▶ **Task brief**
Rewrite the lines from the one containing "For automation purposes, where is the bird on" through the end of the lines, keeping every request line, and raise each number in the box coordinates by 20.
══════════════════════════════
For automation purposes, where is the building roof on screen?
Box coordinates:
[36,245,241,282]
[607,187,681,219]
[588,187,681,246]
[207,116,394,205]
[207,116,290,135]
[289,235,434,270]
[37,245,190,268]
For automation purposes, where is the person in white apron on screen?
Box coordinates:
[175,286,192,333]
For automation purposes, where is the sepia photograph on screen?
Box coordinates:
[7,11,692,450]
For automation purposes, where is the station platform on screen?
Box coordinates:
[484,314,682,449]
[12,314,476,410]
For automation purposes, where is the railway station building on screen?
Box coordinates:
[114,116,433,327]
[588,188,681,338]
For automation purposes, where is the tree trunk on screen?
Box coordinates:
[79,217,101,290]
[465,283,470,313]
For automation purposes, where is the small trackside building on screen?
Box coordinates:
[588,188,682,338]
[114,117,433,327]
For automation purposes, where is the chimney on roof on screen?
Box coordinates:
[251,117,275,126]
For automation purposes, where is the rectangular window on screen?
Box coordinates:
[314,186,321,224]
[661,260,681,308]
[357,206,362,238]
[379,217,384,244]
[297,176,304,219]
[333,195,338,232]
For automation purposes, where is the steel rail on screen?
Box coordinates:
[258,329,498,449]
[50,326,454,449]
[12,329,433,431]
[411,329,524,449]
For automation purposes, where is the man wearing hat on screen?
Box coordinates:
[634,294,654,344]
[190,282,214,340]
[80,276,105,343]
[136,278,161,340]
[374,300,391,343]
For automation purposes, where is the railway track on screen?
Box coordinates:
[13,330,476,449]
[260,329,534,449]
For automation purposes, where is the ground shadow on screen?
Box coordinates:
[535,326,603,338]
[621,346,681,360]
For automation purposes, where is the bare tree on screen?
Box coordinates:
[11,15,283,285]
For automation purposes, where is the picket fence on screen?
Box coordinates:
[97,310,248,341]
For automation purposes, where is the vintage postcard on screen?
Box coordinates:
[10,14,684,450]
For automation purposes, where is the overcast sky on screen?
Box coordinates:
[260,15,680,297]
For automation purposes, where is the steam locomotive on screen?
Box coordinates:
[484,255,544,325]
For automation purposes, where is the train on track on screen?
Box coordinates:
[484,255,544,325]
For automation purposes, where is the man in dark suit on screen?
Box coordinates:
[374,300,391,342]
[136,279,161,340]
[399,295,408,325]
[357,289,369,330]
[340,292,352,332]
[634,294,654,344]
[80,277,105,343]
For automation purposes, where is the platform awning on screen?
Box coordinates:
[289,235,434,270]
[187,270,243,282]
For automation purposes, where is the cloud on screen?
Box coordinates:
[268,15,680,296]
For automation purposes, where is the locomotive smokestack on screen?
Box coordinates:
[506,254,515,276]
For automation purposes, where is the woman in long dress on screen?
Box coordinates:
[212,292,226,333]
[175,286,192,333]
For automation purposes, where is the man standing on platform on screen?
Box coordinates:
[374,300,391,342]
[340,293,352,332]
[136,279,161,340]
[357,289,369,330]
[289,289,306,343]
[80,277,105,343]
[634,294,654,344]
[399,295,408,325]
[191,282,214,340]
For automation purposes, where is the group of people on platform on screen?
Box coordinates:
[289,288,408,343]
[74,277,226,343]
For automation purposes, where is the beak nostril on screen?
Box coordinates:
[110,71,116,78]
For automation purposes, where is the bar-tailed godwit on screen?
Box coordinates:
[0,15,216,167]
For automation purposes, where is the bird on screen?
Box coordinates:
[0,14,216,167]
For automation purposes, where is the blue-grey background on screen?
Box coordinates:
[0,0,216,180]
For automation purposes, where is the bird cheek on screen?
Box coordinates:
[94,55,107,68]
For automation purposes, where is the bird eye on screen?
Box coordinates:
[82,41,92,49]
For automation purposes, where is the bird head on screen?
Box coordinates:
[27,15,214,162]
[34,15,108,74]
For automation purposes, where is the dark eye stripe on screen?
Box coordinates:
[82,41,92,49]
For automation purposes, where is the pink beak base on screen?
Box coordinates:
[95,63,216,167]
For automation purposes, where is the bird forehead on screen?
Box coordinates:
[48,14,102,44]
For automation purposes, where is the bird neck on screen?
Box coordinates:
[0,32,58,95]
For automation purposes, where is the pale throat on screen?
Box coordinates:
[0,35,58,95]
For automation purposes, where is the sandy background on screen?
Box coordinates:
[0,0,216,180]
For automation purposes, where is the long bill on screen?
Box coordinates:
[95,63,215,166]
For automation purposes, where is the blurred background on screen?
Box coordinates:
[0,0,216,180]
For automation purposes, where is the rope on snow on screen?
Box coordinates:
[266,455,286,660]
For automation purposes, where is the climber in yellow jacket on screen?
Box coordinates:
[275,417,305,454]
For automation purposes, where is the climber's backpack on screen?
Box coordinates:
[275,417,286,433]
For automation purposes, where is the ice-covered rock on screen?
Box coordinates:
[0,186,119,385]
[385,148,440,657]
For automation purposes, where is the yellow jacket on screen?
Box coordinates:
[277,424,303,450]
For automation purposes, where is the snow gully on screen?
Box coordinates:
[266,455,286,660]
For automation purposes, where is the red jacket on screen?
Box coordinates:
══════════════════════════════
▶ **Completed exercise**
For automation purposes, where is the bird on screen?
Box coordinates:
[20,34,236,187]
For automation purposes, where is the blue-grey background on screen?
Box coordinates:
[20,20,236,200]
For automation purposes, where is the bird cheek on screen?
Box coordinates:
[114,75,127,88]
For automation purposes, where is the bird eye on screen?
Box coordinates:
[102,61,112,69]
For automation purposes, where is the bird head on screen?
Box coordinates:
[47,35,234,182]
[54,35,128,94]
For automation purposes, where is the dark eye stripe on screen?
Box coordinates:
[102,61,112,69]
For automation purposes, where is the pink beak base on screen?
Box coordinates:
[115,83,236,187]
For automation purposes, where is the bird forehead on screen?
Box coordinates:
[68,34,122,64]
For automation purposes, where is the bird neck on screen?
Box coordinates:
[20,52,78,115]
For automation purposes, where is the pale throat on screen?
Box coordinates:
[20,55,78,115]
For automation purposes, where is the sandy background on screen?
Box coordinates:
[20,20,236,200]
For automation purposes, where is the long bill on screen?
Box coordinates:
[115,83,235,186]
For automation purposes, where is the blurred background on screen?
Box coordinates:
[20,20,236,200]
For automation purposes, where is the rope on snow on screen?
Box coordinates:
[286,475,306,680]
For automation purposes, where is the climber in yellow jacket on screen?
Box coordinates:
[295,437,325,474]
For automation purposes, where is the climber's backpack on screen?
Box coordinates:
[295,437,306,453]
For automation purposes, where is the ice-covered rock on screen?
Box coordinates:
[20,206,139,405]
[405,168,460,677]
For automation purposes, where is the yellow jacket on screen?
Box coordinates:
[297,444,323,470]
For automation purposes, where is the snow gully on screen?
Box coordinates:
[286,475,306,680]
For automation purposes, where is the red jacket on screen?
Box coordinates:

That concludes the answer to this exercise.